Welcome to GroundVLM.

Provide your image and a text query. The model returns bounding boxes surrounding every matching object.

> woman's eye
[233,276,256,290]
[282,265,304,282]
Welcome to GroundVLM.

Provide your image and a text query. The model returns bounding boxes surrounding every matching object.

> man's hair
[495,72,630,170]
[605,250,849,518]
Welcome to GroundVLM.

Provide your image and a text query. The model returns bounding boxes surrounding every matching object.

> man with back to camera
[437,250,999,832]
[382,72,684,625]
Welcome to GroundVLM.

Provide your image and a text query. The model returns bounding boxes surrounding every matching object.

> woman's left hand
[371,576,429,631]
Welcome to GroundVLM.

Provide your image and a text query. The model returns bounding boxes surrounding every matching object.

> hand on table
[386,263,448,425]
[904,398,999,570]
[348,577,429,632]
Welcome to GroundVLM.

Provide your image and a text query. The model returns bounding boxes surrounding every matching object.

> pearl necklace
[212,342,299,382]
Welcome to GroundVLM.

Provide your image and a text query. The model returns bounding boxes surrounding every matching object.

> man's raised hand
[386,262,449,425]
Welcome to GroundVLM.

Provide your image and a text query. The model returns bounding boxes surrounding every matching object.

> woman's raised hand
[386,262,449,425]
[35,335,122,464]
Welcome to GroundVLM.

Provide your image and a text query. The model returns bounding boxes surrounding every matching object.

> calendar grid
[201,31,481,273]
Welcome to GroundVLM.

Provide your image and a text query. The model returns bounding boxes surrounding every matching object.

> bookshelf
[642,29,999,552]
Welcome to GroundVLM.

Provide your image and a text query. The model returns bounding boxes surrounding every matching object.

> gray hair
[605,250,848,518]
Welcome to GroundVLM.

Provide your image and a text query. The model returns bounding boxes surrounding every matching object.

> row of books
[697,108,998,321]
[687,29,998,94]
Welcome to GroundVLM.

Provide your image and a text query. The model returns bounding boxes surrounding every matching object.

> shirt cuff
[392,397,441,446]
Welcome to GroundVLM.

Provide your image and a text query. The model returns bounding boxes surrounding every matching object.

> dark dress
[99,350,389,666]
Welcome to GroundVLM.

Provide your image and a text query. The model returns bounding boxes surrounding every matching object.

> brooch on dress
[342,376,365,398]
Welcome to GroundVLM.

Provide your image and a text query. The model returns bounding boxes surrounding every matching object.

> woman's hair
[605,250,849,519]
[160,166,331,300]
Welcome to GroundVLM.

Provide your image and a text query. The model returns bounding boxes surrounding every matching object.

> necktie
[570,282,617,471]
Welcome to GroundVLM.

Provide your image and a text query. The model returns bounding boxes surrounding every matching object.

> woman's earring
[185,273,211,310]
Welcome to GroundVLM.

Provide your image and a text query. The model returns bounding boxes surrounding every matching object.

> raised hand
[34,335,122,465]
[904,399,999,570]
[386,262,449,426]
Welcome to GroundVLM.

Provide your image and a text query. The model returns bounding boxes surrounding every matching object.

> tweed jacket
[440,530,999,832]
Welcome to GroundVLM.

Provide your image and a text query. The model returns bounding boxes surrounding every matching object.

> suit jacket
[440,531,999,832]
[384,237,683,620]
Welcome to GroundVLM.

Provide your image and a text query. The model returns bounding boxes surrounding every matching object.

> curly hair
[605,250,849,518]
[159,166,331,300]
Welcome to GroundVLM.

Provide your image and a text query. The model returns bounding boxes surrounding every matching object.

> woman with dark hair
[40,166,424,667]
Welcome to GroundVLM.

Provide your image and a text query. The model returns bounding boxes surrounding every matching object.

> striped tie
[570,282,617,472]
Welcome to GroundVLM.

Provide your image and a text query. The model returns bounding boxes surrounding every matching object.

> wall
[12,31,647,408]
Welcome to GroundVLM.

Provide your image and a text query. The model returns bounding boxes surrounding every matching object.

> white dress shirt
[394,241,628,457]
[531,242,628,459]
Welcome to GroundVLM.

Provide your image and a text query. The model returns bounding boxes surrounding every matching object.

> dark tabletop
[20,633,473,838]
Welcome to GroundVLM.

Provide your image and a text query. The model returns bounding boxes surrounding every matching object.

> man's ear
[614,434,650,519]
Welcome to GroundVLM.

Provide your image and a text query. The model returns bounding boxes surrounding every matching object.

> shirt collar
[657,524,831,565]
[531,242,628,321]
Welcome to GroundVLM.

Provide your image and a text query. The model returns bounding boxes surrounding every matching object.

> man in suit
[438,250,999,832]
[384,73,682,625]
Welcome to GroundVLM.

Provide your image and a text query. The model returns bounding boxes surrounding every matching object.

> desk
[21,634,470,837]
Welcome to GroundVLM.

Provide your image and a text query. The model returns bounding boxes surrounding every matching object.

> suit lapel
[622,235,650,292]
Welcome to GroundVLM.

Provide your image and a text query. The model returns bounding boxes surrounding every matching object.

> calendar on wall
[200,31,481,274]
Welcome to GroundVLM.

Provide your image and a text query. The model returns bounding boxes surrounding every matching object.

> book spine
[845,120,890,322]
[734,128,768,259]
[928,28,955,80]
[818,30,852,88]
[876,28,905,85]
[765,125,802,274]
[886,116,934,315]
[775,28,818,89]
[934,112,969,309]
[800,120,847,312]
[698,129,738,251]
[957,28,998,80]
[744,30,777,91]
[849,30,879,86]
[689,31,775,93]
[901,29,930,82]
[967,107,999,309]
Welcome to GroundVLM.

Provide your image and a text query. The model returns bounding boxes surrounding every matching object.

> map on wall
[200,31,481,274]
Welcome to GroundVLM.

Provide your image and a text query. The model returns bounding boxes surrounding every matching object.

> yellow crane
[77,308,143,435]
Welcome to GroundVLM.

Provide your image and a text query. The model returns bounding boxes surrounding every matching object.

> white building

* **EXERCISE**
Write the data above out again in full, exactly.

* **WRITTEN RESPONSE**
Welcome to GroundVLM.

Provide your image and a text query. The model returns bounding boxes surrounding every matching object.

> woman's eye
[233,276,256,290]
[282,265,304,282]
Welcome to GroundVLM.

Provide your image and a text query. The model returns bounding boxes surrounding every matching object.

> man's hair
[495,72,630,170]
[605,250,849,518]
Welcome to GroundVLM.

Provide your image and a text query. The model returns bounding boxes surrounding every matching object.

> man with back to camera
[437,250,999,832]
[382,72,684,625]
Welcome to GroundVLM.

Provide your image and a text query. The model returns bounding boxes surrounding every matching object.

> woman's left hand
[371,576,429,631]
Welcome to GroundVLM.

Provide your image and a text query. The model returns bounding boxes surrounding every matching object.

> hand on table
[386,263,448,425]
[904,398,999,570]
[348,577,429,632]
Welcome to GroundVLM.

Provide your image and a text query. The model returns bounding boxes surrounding every matching object.

> pearl necklace
[212,342,299,382]
Welcome to GroundVLM.

Provide your image and a text query. The model returns bounding boxes surrounding every matching object.

> man's raised hand
[386,262,449,425]
Welcome to GroundVLM.

Provide your image and a text query. The model returns bounding boxes surrounding every matching object.

> woman's raised hand
[386,262,449,425]
[35,335,122,464]
Welcome to GroundVLM.

Provide your image and a text query. The model returns bounding boxes surrounding every matching object.

> calendar grid
[201,31,481,273]
Welcome to GroundVLM.

Provide your image and a text query. The model returns bounding boxes surrounding every matching object.

> bookshelf
[642,29,999,552]
Welcome to GroundVLM.

Provide your image and a text query. The model returns bounding boxes surrounding every matching object.

> gray hair
[605,250,848,518]
Welcome to GroundVLM.

Provide your image and a text query. The model returns bounding boxes surrounding every matching object.

> row of books
[697,108,998,321]
[687,29,998,94]
Welcome to GroundVLM.

Provide your image and a text query. The model returns bounding boxes surrounding every matching object.

> shirt cuff
[392,397,441,446]
Welcome to GroundVLM.

Provide your image and a text query. The model returns bounding boxes surrounding every matching object.

> dark dress
[99,350,389,666]
Welcome to GroundVLM.

Provide your image and a text query. The model returns bounding boxes surrounding every matching object.

> brooch on dress
[342,376,365,398]
Welcome to GroundVLM.

Provide your image and a text query. The model returns bounding boxes surrounding every matching object.

> woman's hair
[605,250,849,519]
[160,166,331,300]
Welcome to GroundVLM.

Provide your image and a text query. The model returns bounding boxes surrounding every matching object.

> necktie
[570,282,617,471]
Welcome to GroundVLM.

Provide your image and a text query. The model returns bounding boxes surrounding every matching object.

> woman's earring
[185,273,211,310]
Welcome to GroundVLM.

Provide your image and a text query. The model returns bounding boxes surrounding every matching object.

> raised hand
[34,335,122,465]
[904,399,999,570]
[386,262,449,426]
Welcome to GroundVLM.

Provide your image and a text query. The model returns bounding boxes surrounding every matching object.

> tweed jacket
[440,530,999,832]
Welcome to GroundVLM.

Provide your image and a text query. The model returns bounding boxes surrounding every matching object.

> suit jacket
[440,531,999,832]
[384,237,683,620]
Welcome to GroundVLM.

Provide your image and a text query. The model returns bounding boxes surrounding every matching object.

> curly hair
[605,250,849,518]
[159,166,331,300]
Welcome to GroundVLM.

Provide your image and a text query. The model returns bounding boxes surrounding every matching object.

> woman with dark hair
[40,166,424,667]
Welcome to GroundVLM.

Provide your image and a text query. The model returns bounding boxes surrounding every matching object.

> striped tie
[570,282,617,472]
Welcome to GroundVLM.

Provide your image and a text query. The model returns bounding boxes surrounding every matching object.

> wall
[12,31,647,408]
Welcome to GroundVLM.

Provide your image and a text query. The model returns bounding boxes surrounding every matching object.

> white dress shirt
[394,241,628,457]
[531,242,628,459]
Welcome to GroundVLM.

Provide your image and a text query. The model returns bounding boxes surrounding every matching object.

> dark tabletop
[20,633,473,838]
Welcome to GroundVLM.

Provide your image and a text query. The model returns bounding boxes surrounding every matching object.

> man's ear
[614,434,650,519]
Welcome to GroundVLM.

Provide your image and a text query. The model returns bounding boxes surrounding every matching object.

> shirt collar
[657,524,831,565]
[531,242,628,321]
Welcome to GroundVLM.

Provide your image and a text query. The model returns bounding boxes surrounding every matching object.

> man in suit
[438,250,999,832]
[384,73,682,625]
Welcome to GroundVLM.

Provide your image and a text query. The model returns bounding boxes surrounding every matching object.

> desk
[21,634,470,837]
Welcome to GroundVLM.

Provide your image and a text query. The model returns bounding boxes surrounding every matching object.

> suit lapel
[622,235,650,292]
Welcome to GroundVLM.

Provide your image and a text query. The model returns bounding boxes surrounding every matching object.

> calendar on wall
[200,31,481,274]
Welcome to GroundVLM.

Provide your image and a text query. The model returns bounding boxes surrounding every matching object.

> book spine
[845,120,890,322]
[734,128,768,259]
[928,28,955,80]
[818,30,852,88]
[876,28,905,85]
[765,125,802,274]
[886,116,934,315]
[775,28,818,89]
[934,112,969,309]
[800,120,847,312]
[698,129,738,251]
[957,28,998,80]
[744,30,777,91]
[849,30,879,86]
[689,31,775,93]
[901,29,930,82]
[967,107,999,309]
Welcome to GroundVLM.

Provide your image and a text query. The model returns bounding boxes surrounding every matching object.

> map on wall
[200,31,481,274]
Welcome to GroundVLM.

Provide your image and a text query. The model returns bounding boxes surrounding every matching object.

> yellow crane
[77,308,143,435]
Welcome to GroundVLM.

Provide your image and a text query. The model returns bounding boxes surrounding every matching object.

> white building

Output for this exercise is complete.